■ REQUIREMENT ■
Restate the data below, keeping every line the same.

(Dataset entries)
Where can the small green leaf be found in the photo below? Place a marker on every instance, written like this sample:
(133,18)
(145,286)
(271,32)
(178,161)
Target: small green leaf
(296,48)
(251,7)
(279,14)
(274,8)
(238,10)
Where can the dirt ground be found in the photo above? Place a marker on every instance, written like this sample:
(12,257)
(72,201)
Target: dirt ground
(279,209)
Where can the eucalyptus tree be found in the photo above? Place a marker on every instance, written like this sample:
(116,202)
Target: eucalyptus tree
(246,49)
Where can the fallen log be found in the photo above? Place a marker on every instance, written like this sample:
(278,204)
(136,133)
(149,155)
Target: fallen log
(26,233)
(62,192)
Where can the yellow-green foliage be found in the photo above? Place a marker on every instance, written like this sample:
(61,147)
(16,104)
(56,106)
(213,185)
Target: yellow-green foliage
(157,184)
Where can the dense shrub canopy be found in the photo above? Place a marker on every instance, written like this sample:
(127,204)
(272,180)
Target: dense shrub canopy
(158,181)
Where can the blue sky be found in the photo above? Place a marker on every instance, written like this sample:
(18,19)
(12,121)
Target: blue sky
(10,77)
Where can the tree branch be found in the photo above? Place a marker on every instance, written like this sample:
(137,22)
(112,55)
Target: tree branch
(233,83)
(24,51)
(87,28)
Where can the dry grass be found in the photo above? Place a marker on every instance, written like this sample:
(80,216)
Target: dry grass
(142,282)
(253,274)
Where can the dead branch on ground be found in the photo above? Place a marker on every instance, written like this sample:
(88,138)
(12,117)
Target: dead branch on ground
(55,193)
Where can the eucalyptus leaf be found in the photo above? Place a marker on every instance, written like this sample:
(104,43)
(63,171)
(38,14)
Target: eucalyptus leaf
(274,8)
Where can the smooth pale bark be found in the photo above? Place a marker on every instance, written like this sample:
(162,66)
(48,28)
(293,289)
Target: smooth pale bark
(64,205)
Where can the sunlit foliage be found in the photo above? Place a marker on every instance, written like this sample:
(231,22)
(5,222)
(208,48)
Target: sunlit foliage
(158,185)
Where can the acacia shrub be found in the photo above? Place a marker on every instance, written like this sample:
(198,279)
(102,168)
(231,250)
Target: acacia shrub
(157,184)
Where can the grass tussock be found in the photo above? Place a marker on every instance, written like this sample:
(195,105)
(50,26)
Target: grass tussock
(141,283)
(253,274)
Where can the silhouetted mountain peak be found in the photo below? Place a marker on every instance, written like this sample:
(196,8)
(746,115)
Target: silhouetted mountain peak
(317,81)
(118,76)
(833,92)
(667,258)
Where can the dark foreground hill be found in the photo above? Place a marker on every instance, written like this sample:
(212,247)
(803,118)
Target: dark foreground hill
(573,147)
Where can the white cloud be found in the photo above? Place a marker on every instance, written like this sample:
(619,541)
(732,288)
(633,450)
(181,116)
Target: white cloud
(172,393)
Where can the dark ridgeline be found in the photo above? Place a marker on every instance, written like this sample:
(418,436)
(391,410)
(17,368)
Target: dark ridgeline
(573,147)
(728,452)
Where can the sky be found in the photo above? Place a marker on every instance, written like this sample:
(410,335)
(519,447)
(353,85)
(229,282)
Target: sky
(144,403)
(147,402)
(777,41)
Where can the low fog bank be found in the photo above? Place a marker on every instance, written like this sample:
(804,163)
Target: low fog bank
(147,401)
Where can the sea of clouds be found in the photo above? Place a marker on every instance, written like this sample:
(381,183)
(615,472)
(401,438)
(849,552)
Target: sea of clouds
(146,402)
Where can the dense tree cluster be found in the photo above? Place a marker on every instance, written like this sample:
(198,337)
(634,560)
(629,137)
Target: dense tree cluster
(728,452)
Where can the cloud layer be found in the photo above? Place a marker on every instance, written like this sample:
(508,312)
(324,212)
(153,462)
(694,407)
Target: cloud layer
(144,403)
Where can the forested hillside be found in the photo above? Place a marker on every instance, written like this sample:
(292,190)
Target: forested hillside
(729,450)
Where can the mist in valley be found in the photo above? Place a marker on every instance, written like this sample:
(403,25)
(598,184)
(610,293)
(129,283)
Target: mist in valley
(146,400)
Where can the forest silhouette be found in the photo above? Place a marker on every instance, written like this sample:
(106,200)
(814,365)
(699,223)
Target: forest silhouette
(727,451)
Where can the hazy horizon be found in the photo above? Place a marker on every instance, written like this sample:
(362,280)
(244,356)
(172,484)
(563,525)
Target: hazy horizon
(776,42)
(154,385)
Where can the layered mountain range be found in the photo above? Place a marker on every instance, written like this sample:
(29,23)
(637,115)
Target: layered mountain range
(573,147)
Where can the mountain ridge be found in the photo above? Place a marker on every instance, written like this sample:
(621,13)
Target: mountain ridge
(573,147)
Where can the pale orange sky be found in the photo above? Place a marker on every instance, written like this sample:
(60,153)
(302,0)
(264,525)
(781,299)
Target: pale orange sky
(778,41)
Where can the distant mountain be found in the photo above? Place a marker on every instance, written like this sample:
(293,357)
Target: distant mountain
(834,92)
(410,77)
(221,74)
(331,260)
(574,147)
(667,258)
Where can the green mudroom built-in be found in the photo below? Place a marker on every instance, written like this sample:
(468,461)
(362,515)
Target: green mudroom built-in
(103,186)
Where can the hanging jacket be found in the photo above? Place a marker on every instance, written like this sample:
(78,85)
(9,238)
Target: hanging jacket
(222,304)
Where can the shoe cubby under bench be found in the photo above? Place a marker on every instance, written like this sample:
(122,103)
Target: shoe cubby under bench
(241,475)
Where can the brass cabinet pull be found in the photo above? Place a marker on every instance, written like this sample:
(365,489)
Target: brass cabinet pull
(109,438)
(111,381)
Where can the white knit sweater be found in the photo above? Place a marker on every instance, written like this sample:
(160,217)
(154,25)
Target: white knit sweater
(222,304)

■ EXERCISE RESULT ■
Where can the small green leaf be found in the photo below? Place a marker on every instance, written like this sample:
(133,18)
(145,286)
(271,32)
(178,161)
Target: small green leaf
(296,48)
(251,7)
(279,14)
(274,8)
(238,10)
Where can the dirt ground be found in the photo above? Place a marker on every instance, written like this sample:
(12,257)
(72,201)
Target: dirt ground
(279,209)
Where can the eucalyptus tree be found in the photo above? Place a marker on every instance, written like this sample:
(116,202)
Target: eucalyptus tree
(246,49)
Where can the fallen log be found in the photo above? Place a marker on every instance, written like this sample:
(278,204)
(136,133)
(149,155)
Target: fallen log
(26,233)
(62,192)
Where can the yellow-green foliage be found in the photo above? Place a marker on every instance, written like this sample:
(61,147)
(16,104)
(56,106)
(213,185)
Target: yellow-green foliage
(157,184)
Where can the dense shrub canopy be found in the photo above? Place a marker on every instance, written like this sample:
(127,204)
(272,180)
Target: dense shrub canopy
(158,181)
Where can the blue sky be found in the photo above? Place a marker on every instance, written like this sample:
(18,19)
(12,121)
Target: blue sky
(10,77)
Where can the tree branch be found in the photo above? Place a marker on every instance, written like this sample:
(137,22)
(112,55)
Target: tree branch
(233,83)
(24,51)
(87,28)
Where can the dry grass be found in the photo above? Place a marker on every instance, written like this sample:
(80,216)
Target: dry grass
(142,282)
(253,274)
Where can the dead branch on ground be found in the photo above? Place a marker on every instance, written like this sample:
(88,138)
(12,117)
Target: dead branch on ground
(55,193)
Where can the eucalyptus leaf be found in the photo above? Place a marker on every instance, written like this sample:
(104,43)
(63,171)
(38,14)
Target: eucalyptus leaf
(274,8)
Where can the smooth pale bark be found in the photo above? Place a marker on every instance, written like this sample:
(162,66)
(48,28)
(293,289)
Target: smooth pale bark
(64,205)
Where can the sunlit foliage be found in the photo above? Place a marker on every instance, written like this sample:
(231,22)
(5,222)
(208,48)
Target: sunlit foliage
(158,185)
Where can the acacia shrub be found in the photo above? Place a marker on every instance, written like this sample:
(198,279)
(102,168)
(231,250)
Target: acacia shrub
(157,184)
Where can the grass tussock be found in the photo above? Place a marker on every instance, written like this sample:
(195,105)
(50,26)
Target: grass tussock
(141,283)
(253,274)
Where can the silhouetted mountain peak be found in the photo below? Place a marker on every instance, written like this sample:
(196,8)
(746,115)
Target: silhouetted mountain peak
(317,81)
(118,76)
(833,92)
(667,258)
Where can the dark foreground hill be found in the photo above? Place a marker on every instance, written like this sample:
(212,247)
(803,118)
Target: dark foreground hill
(573,147)
Where can the white cloud be found in the photo above? Place a marker on every instance, written like this sample:
(619,541)
(732,288)
(633,450)
(181,116)
Target: white cloud
(172,393)
Where can the dark ridgeline be found in the photo above? Place a marker on every instance, written like this sample:
(418,436)
(391,410)
(17,368)
Target: dark ridgeline
(573,147)
(728,452)
Where can the sky be found in the photo above? Place a marker on every instance, written like this sample:
(410,335)
(519,447)
(353,85)
(229,282)
Target: sky
(144,403)
(147,402)
(777,41)
Where can the low fog bank be found in the photo above? Place a marker on every instance, written like this sample:
(804,163)
Target: low fog bank
(147,401)
Where can the sea of clouds be found in the photo above? Place a marker on every instance, written like this sample:
(381,183)
(615,472)
(401,438)
(849,552)
Target: sea of clouds
(146,402)
Where can the dense tree cluster be found in the photo above? Place a marker on every instance, written like this sample:
(198,337)
(634,560)
(629,137)
Target: dense tree cluster
(728,452)
Where can the cloud layer be found in the photo above? Place a marker on every instance, written like this sample:
(508,312)
(324,212)
(153,462)
(694,407)
Target: cloud layer
(144,403)
Where can the forested hillside be found in the photo above? Place a marker on every instance, written like this sample:
(292,190)
Target: forested hillside
(729,450)
Where can the mist in valley be found in the photo above? Place a marker on every instance, written like this sample:
(403,25)
(598,184)
(610,293)
(129,283)
Target: mist in valley
(146,400)
Where can the forest silhouette be found in the photo above? Place a marker on every instance, written like this sample:
(106,200)
(814,365)
(699,223)
Target: forest silhouette
(727,451)
Where can the hazy horizon be found in the photo above? Place a marker on every instance, written like this sample:
(362,280)
(244,356)
(172,484)
(563,525)
Target: hazy horizon
(776,42)
(154,385)
Where can the layered mountain range be found in the photo above? Place a marker on every instance, written like this sample:
(29,23)
(637,115)
Target: layered mountain range
(573,147)
Where can the mountain ridge be found in the photo above? Place a marker on every instance, written like this sample:
(621,13)
Target: mountain ridge
(573,147)
Where can the pale orange sky be found in the photo above? Place a marker on every instance, written like this sample:
(60,153)
(302,0)
(264,525)
(781,299)
Target: pale orange sky
(778,41)
Where can the distant mountain be found in the photo above? Place a marker on every instance, written like this sample:
(293,357)
Target: distant mountain
(834,92)
(410,77)
(221,74)
(331,260)
(574,147)
(667,258)
Where can the green mudroom built-in be found in the photo below? Place a marker on every instance, written like this sample:
(468,461)
(362,515)
Target: green mudroom built-in
(103,186)
Where can the hanging jacket be found in the photo above? Place a marker on every instance, written like this sample:
(78,85)
(9,238)
Target: hanging jacket
(222,304)
Where can the shoe cubby under bench be found in the photo above? Place a marker on every instance, written like this sample:
(122,103)
Target: shoe cubby under bench
(241,475)
Where can the brass cabinet pull be found in the photo above? Place a marker on every instance, written like this sample:
(365,489)
Target: brass cabinet pull
(109,438)
(111,381)
Where can the white knit sweater be found in the photo above? Place a marker on every instance, written like this sample:
(160,217)
(154,25)
Target: white knit sweater
(222,304)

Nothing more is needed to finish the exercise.